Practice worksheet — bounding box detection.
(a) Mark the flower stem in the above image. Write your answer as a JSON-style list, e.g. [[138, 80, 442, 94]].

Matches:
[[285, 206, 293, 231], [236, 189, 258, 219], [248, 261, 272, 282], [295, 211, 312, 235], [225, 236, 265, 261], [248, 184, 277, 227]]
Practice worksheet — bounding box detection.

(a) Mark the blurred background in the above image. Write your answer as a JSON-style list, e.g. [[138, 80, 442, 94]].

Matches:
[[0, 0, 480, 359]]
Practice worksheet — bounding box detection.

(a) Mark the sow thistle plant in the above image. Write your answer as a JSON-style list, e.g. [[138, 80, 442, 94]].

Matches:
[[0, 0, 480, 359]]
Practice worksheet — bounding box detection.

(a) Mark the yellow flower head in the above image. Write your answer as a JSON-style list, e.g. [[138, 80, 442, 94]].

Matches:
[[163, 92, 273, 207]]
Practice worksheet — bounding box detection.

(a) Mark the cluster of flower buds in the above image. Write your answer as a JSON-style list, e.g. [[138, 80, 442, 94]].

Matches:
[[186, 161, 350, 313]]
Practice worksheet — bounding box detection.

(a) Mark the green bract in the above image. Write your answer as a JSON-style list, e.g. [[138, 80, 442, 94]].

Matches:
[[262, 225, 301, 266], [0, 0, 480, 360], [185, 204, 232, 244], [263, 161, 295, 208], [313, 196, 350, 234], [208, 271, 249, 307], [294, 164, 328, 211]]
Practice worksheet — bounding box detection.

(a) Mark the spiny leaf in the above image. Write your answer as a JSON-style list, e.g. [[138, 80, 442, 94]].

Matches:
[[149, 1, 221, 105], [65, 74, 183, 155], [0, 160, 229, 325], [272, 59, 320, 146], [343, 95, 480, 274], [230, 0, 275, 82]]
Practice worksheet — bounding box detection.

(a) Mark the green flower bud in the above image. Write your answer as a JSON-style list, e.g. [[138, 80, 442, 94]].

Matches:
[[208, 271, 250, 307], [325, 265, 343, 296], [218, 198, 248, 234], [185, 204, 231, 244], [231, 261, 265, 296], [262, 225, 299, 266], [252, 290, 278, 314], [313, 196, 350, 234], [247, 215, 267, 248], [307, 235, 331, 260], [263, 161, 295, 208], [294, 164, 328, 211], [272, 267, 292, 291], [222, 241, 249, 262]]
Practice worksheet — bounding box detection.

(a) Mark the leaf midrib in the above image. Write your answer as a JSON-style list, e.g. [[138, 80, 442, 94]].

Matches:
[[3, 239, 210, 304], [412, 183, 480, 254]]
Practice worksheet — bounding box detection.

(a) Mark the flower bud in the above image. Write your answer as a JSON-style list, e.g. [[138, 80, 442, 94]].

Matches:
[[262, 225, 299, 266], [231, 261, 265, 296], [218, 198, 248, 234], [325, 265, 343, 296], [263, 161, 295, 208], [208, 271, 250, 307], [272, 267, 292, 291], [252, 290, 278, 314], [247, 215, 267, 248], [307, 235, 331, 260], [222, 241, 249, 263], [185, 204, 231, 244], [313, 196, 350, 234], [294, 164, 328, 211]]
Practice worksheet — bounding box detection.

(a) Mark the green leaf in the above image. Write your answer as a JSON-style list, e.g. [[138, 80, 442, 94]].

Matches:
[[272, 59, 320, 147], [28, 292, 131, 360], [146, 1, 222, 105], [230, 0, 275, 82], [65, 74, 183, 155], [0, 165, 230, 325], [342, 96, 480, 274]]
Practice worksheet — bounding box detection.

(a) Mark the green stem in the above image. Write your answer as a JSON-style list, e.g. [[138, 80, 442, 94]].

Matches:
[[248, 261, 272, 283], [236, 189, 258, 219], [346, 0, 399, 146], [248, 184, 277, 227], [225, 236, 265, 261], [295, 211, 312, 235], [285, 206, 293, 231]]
____________________
▸ INSTRUCTIONS FOR THE TASK
Reproduce every one of the lines above verbatim, from the first through the last.

▸ TASK OUTPUT
Practice worksheet — bounding box detection.
(a) Mark the flower stem in the above image. Write your answer as a JSON-style list, e.g. [[138, 80, 442, 94]].

Matches:
[[285, 206, 293, 231], [236, 189, 258, 219], [248, 261, 272, 282], [295, 211, 312, 235], [225, 236, 265, 261], [248, 184, 277, 227]]
Practice worksheet — bounding box detection.

(a) Mark the blurred background in the above image. Write your answer as a JSON-style list, e.g. [[138, 80, 442, 94]].

Matches:
[[0, 0, 480, 359]]
Practice worksheet — bounding box detection.

(a) Mark the sow thistle plant in the above image. Write your answer as a JSON-style list, e.g. [[138, 80, 442, 94]].

Matches:
[[0, 0, 480, 359]]
Practice worksheet — bounding box detection.

(a) Mark the yellow flower head in the above image. Write your answer as a JSON-style list, e.g. [[138, 80, 442, 94]].

Matches:
[[163, 92, 273, 207]]
Practice worksheet — bounding box detection.

(a) Mark the cluster of flower buds in the above image. Write your answer as a JSON-style list, e.g. [[138, 80, 442, 94]].

Matches:
[[186, 161, 350, 313]]
Practice worksheet — bounding box detection.

(a) Mark the green bract in the above image. Write your answer as a JSON-style list, e.g. [[138, 80, 442, 94]].

Matches:
[[262, 225, 301, 266], [0, 0, 480, 360], [185, 204, 232, 244], [263, 161, 295, 208], [313, 196, 350, 234], [208, 271, 249, 307], [294, 164, 328, 211]]
Practice worksheet — bounding box detection.

(a) Mark the spiny leaf in the above image. Write your answer as a JSON-style list, e.g. [[138, 80, 442, 94]].

Matches:
[[149, 1, 221, 105], [65, 74, 183, 155], [0, 160, 229, 325], [272, 59, 320, 146], [343, 95, 480, 274], [230, 0, 275, 82]]
Practice worksheet — bounding box detection.

(a) Mark the green flower bud in the above image. Write your answer as a JSON-style list, e.g. [[138, 80, 442, 94]].

Matches:
[[208, 271, 250, 307], [325, 265, 343, 296], [218, 198, 248, 234], [185, 204, 231, 244], [231, 261, 265, 296], [262, 225, 299, 266], [252, 290, 278, 314], [313, 196, 350, 234], [247, 215, 267, 248], [307, 235, 331, 260], [263, 161, 295, 208], [294, 164, 328, 211], [272, 267, 292, 291], [222, 241, 249, 262]]
Practice worksheet — bounding box detection.

(a) Mark the leaf midrib in the above image. Write your answer as a JSON-style list, e.g. [[138, 80, 442, 94]].

Matches:
[[3, 239, 210, 304], [412, 183, 480, 254]]
Practice worksheet — bounding box detection.

(a) Mark the flower bud in the above image. Write your answer as a JSON-style list, e.g. [[138, 80, 442, 94]].

Matches:
[[262, 225, 299, 266], [231, 261, 265, 296], [218, 198, 248, 234], [325, 265, 343, 296], [263, 161, 295, 208], [208, 271, 250, 307], [272, 267, 292, 291], [252, 290, 278, 314], [247, 215, 267, 248], [307, 235, 331, 260], [222, 241, 249, 263], [185, 204, 231, 244], [313, 196, 350, 234], [294, 164, 328, 211]]
Practice worksheet — bounding box detection.

(a) Mark the green leaf in the above image. Write your answer as a JSON-style list, e.g. [[138, 80, 442, 94]].

Matches:
[[272, 59, 320, 147], [28, 292, 131, 360], [146, 1, 222, 105], [230, 0, 275, 82], [65, 74, 183, 155], [0, 165, 230, 325], [342, 96, 480, 274]]
Practice worksheet — bounding box detection.

(a) Mark the green stem in the above image. Write your answer as a JSON-style list, e.g. [[138, 80, 442, 94]].

Matches:
[[248, 261, 272, 283], [236, 189, 258, 219], [346, 0, 399, 146], [248, 184, 277, 227], [225, 236, 265, 261], [295, 211, 312, 235], [285, 206, 293, 231]]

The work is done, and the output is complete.